─── Extracted data ───

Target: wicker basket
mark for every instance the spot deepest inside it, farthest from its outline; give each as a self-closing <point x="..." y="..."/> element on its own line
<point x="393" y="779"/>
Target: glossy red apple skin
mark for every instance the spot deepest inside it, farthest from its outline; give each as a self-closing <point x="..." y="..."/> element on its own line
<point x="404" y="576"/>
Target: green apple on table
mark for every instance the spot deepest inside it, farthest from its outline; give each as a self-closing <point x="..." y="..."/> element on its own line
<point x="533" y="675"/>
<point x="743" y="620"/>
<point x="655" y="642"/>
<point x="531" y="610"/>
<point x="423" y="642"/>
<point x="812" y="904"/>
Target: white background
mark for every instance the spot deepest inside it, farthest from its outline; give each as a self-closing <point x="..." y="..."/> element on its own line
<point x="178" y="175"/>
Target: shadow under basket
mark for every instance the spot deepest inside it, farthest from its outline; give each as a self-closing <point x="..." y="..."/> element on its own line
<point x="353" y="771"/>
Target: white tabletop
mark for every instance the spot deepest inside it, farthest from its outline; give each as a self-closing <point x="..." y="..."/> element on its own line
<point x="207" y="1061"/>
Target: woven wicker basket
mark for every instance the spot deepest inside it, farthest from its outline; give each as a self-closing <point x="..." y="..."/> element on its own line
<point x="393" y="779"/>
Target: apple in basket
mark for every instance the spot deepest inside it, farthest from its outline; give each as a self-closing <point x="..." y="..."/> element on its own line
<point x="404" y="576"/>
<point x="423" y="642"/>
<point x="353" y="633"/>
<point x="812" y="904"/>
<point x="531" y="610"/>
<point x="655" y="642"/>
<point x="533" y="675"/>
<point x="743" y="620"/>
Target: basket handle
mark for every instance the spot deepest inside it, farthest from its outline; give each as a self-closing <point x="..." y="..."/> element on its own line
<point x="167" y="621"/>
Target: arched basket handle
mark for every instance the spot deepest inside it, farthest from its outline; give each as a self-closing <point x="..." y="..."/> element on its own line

───

**Set problem:** Quote all of the material above line for line, without changing a single character.

**Output:**
Target: wicker basket
mark for every instance the spot deepest inside it, farthest from its outline; give each as a self-closing <point x="..." y="..."/> element on its own line
<point x="393" y="779"/>
Target: glossy red apple skin
mark for every instance the spot deepest inside it, farthest from its outline; give each as a self-closing <point x="..." y="..."/> element on its own line
<point x="404" y="576"/>
Target: green apple on table
mark for every instance the spot deepest inside it, farthest from its outline; give each as a self-closing <point x="..." y="..."/> element on its own line
<point x="533" y="675"/>
<point x="743" y="620"/>
<point x="655" y="642"/>
<point x="531" y="610"/>
<point x="423" y="642"/>
<point x="812" y="904"/>
Target: white background
mark for every instance the spot deepest inside it, farthest from its outline; give each as a self-closing <point x="..." y="..."/> element on its own line
<point x="178" y="175"/>
Target: shadow under basket
mark for every instance the spot deepest inside it, farthest from its outline; give each as a self-closing <point x="..." y="..."/> element on its own line
<point x="353" y="771"/>
Target: white tabletop
mark for every instance the spot deepest inside it, farthest from its outline; give each as a self-closing <point x="..." y="..."/> element on its own line
<point x="207" y="1061"/>
Target: woven wicker basket
mark for every instance the spot deepest inside it, farthest from its outline; give each as a self-closing <point x="..." y="..."/> element on its own line
<point x="393" y="779"/>
Target: apple in basket
mark for every instance the spot deepest inside it, farthest from its outline; give each as a self-closing <point x="..." y="..."/> element on its own line
<point x="404" y="576"/>
<point x="423" y="642"/>
<point x="353" y="633"/>
<point x="812" y="904"/>
<point x="531" y="610"/>
<point x="655" y="642"/>
<point x="533" y="675"/>
<point x="743" y="620"/>
Target: basket handle
mark for every instance the spot deepest inside it, farthest from its outline; give each as a self-closing <point x="..." y="..."/> element on its own line
<point x="167" y="621"/>
Target: arched basket handle
mark for every instance the spot deepest inside it, farthest from its outline; give each as a self-closing <point x="..." y="..."/> element on its own line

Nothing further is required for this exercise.